*Work item*. Copy the contract passage word for word, from "Section 3.03 Default" up to and including "10% per annum.".

*Exercise passage*.

Section 3.03 Default Interest. If any party fails to pay when due any amounts owning pursuant to Section 3.02, such amounts shall accrue default interest from the Closing Date at a rate of 10% per annum.
ARTICLE IV
CLOSING
Section 4.01 Amount and Form of Consideration. In consideration of Rafaella’s contribution of the Assets to Corporation, Corporation hereby issues and delivers to Rafaella all of the Common Stock.
Section 4.02 The Closing.
(a) The Contribution shall occur at a closing (the “Closing”) to be held at the offices of Xxxxxxx Xxxx & Xxxxx LLP, 000 Xxxxx Xxxxxx, Xxx Xxxx, Xxx Xxxx 00000 at 10:00 A.M. on the fifth Business Day after, or at Purchaser’s request, the last Business Day of the calendar month in which, the satisfaction or waiver of all the conditions set forth in Article VII of the Purchase Agreement (other than the consummation of the Contribution) or at such other place and time or date as shall be agreed to by Rafaella and Purchaser.

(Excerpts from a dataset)
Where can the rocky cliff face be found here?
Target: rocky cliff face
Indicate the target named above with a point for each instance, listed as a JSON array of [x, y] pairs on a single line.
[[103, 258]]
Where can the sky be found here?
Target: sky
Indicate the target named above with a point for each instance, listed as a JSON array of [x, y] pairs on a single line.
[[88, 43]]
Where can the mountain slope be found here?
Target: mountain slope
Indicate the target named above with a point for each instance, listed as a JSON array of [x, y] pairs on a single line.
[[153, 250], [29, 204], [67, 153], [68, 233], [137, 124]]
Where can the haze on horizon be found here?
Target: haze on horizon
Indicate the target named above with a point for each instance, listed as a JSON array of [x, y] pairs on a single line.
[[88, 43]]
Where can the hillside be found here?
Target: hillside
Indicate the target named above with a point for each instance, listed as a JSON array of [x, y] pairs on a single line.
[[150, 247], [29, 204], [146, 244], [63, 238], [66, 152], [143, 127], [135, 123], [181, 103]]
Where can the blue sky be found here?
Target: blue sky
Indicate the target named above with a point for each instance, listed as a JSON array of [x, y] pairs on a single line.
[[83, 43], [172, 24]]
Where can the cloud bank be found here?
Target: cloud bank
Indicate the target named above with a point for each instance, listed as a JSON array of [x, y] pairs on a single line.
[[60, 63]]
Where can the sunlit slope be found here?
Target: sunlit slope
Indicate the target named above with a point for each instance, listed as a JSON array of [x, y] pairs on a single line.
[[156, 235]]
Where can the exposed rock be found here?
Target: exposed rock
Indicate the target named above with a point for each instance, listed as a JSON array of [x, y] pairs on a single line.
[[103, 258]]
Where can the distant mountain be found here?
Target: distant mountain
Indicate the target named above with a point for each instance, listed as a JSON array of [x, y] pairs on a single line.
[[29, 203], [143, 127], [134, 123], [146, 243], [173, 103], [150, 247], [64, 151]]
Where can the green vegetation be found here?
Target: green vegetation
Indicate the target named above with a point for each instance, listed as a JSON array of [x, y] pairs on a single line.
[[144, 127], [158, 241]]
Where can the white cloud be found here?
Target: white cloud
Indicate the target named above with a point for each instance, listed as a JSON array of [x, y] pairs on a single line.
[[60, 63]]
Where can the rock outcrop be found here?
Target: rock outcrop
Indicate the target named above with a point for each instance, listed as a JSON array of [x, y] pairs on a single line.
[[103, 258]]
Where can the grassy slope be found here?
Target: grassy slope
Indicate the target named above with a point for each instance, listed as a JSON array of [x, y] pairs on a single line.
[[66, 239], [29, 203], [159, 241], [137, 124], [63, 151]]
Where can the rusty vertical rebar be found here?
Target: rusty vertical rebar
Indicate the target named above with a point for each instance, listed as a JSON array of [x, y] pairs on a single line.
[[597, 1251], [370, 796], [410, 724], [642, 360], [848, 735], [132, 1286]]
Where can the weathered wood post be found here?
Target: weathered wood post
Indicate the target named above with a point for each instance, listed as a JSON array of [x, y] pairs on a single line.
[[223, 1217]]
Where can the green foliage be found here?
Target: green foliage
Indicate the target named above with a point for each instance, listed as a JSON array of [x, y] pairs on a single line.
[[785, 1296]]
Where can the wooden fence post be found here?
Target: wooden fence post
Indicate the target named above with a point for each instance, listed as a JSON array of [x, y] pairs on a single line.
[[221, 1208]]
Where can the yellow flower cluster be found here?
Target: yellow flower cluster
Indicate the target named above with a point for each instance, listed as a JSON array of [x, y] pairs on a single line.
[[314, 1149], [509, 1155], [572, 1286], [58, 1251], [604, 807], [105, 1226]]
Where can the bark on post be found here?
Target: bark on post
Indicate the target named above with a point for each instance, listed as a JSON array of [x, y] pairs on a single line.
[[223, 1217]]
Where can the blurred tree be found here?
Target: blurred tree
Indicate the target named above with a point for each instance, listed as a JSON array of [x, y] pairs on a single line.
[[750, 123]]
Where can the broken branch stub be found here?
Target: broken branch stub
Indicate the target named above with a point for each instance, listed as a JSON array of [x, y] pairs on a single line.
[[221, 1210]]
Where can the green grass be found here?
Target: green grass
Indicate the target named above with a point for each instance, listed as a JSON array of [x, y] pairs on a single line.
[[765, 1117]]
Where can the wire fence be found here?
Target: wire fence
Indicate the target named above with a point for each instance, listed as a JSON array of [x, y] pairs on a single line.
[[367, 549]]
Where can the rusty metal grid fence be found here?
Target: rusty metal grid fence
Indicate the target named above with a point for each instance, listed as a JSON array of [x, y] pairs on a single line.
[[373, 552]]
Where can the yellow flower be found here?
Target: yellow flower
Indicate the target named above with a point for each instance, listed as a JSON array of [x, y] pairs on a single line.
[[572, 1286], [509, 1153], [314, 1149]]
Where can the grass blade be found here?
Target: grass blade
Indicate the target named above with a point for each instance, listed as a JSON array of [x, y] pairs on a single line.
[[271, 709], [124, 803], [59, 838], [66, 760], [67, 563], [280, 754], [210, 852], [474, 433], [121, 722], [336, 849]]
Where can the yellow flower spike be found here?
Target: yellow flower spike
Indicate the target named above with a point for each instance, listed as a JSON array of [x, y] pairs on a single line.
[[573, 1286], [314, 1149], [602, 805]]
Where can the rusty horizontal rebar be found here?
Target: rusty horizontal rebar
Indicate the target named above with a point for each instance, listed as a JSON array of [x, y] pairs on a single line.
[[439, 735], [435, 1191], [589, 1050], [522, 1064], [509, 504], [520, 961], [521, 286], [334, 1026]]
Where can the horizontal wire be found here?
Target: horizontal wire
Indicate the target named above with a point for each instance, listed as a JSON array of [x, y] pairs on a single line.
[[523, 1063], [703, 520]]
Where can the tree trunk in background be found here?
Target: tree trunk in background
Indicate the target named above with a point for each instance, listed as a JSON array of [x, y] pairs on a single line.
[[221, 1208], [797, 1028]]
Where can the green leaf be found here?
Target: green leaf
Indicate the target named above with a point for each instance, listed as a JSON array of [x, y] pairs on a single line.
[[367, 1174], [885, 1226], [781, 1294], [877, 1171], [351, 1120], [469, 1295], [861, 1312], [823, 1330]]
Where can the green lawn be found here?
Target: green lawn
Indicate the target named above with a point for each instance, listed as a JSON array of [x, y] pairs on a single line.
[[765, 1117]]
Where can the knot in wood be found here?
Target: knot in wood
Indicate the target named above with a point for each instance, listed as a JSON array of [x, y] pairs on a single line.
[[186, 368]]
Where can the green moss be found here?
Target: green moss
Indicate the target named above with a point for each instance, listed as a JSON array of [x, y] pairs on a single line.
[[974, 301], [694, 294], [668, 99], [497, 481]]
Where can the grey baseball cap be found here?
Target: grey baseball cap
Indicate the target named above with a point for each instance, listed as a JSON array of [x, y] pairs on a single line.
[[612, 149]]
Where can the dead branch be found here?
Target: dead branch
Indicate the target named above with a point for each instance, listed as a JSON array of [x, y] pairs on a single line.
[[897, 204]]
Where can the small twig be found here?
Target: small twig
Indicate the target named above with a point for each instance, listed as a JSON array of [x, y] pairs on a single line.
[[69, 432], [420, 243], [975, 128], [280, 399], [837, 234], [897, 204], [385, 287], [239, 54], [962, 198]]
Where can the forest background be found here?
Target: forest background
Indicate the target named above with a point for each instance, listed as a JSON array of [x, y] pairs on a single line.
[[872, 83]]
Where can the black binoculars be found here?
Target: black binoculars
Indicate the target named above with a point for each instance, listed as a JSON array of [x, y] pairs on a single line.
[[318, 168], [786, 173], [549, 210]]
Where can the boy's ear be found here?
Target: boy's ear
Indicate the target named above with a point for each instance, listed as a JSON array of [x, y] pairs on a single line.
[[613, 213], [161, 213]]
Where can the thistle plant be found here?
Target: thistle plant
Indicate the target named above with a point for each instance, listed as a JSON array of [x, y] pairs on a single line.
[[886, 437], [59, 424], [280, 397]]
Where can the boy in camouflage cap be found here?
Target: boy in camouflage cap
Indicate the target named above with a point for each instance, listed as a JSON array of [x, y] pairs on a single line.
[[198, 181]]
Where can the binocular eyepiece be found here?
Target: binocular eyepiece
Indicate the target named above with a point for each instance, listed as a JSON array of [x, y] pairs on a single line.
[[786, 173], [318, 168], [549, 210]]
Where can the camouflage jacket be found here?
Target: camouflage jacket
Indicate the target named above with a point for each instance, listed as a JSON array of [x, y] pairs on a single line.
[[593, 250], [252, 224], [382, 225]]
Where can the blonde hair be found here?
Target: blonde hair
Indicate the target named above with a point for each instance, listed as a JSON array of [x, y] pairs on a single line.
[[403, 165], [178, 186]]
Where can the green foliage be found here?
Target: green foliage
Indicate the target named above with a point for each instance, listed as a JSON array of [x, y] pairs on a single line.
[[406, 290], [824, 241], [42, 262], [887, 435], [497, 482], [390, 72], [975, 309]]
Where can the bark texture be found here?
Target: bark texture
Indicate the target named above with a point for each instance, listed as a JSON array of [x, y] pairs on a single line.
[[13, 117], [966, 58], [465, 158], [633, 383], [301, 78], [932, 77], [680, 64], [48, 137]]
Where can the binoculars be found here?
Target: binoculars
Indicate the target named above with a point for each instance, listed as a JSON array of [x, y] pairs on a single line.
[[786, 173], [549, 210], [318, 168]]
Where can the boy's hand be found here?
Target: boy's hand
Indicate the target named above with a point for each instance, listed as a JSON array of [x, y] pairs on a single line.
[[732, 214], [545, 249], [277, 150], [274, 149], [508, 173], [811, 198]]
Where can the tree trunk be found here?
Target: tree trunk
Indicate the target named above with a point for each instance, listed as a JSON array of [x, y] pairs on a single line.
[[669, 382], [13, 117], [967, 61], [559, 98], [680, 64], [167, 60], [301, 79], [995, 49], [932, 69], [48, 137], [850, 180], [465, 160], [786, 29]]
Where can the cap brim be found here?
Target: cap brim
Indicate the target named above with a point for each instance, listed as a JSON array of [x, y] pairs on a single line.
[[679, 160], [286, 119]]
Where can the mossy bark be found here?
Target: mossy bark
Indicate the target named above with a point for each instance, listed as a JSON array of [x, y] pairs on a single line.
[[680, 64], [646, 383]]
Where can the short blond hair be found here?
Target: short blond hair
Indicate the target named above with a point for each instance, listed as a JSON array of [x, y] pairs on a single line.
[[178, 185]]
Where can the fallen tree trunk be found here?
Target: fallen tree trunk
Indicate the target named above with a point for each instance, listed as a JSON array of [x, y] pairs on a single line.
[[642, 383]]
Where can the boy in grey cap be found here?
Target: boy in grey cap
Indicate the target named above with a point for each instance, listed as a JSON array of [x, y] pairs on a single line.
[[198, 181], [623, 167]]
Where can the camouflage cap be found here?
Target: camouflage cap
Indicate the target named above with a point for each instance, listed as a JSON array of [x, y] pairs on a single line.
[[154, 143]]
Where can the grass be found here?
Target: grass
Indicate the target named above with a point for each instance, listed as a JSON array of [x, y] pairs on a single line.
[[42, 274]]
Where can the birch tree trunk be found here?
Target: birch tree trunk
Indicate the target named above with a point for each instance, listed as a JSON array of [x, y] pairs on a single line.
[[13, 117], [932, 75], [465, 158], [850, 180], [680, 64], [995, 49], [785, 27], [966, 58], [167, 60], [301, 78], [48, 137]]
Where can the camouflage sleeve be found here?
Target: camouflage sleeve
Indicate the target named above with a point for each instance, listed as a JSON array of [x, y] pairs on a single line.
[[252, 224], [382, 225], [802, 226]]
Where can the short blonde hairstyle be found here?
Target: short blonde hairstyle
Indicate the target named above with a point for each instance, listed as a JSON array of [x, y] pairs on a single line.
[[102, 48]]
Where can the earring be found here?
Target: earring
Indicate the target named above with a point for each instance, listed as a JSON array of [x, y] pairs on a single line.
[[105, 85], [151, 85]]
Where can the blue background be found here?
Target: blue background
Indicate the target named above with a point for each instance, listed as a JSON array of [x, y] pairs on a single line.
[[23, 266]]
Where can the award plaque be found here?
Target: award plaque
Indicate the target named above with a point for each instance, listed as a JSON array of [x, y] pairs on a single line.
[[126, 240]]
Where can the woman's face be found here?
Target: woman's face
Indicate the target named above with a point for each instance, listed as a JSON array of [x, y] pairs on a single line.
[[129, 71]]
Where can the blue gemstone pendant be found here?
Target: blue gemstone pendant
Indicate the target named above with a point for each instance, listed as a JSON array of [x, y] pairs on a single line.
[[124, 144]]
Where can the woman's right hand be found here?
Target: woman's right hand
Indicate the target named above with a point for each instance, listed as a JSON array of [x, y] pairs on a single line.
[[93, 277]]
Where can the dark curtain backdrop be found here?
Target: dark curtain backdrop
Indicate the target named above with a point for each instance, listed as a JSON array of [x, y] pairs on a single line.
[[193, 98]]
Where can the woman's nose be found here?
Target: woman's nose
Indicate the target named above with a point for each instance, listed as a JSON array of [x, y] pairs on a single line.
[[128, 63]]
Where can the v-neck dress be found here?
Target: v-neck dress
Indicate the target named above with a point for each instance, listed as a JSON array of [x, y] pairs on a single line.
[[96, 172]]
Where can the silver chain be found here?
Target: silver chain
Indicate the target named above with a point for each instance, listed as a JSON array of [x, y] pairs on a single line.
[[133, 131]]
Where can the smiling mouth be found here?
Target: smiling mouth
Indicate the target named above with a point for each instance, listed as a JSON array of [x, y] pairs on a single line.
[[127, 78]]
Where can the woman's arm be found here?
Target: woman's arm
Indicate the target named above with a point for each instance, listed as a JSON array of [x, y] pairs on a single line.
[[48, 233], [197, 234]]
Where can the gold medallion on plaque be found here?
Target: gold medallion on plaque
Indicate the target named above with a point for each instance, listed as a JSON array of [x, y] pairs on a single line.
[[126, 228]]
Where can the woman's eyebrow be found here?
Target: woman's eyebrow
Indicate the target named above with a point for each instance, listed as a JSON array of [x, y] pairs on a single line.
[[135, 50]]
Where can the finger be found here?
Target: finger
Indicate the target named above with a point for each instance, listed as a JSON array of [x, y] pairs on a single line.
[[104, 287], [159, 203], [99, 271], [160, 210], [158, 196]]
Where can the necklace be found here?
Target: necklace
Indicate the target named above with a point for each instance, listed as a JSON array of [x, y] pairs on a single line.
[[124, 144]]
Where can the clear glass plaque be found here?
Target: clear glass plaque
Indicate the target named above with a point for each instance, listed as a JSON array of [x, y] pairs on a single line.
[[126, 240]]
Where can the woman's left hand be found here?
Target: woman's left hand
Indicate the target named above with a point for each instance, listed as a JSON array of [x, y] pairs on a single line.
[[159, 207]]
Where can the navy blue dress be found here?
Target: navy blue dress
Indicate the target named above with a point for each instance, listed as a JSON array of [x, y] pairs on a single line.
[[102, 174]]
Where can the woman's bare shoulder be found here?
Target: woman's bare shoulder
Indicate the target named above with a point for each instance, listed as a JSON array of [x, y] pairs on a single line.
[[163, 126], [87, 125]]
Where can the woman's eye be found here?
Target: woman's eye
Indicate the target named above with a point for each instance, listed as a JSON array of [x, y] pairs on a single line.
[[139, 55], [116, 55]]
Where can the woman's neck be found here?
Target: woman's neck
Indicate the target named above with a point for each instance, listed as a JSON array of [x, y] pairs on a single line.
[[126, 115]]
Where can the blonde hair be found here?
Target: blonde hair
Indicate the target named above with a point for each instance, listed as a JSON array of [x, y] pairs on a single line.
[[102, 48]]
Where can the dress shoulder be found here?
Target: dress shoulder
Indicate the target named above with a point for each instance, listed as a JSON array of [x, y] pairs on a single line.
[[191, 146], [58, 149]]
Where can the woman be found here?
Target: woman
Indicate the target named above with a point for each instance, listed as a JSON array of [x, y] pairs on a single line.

*Task solution*.
Section 3.03 Default Interest. If any party fails to pay when due any amounts owning pursuant to Section 3.02, such amounts shall accrue default interest from the Closing Date at a rate of 10% per annum.